— Material provided —
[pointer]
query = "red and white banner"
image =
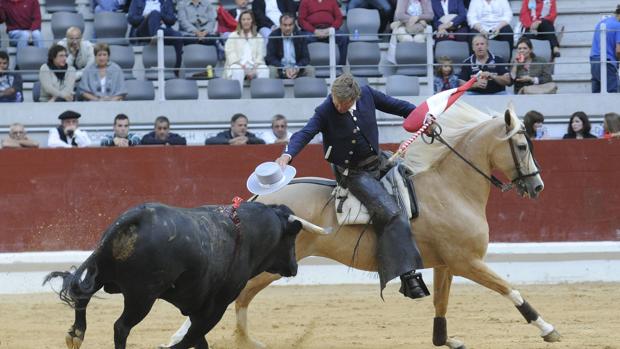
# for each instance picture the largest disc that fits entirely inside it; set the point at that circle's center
(435, 106)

— The request —
Recast the listing above as a Markdown table with the columns Row and Line, giving each nonblank line its own numbered row. Leave the pictures out.

— Right answer —
| Row | Line |
|---|---|
| 1 | [pointer] |
| 2 | query = "red and white banner" |
| 3 | image = |
| 4 | # for each instance picture the largest disc that fits entirely inside it; set the point at that circle's center |
| 5 | (435, 106) |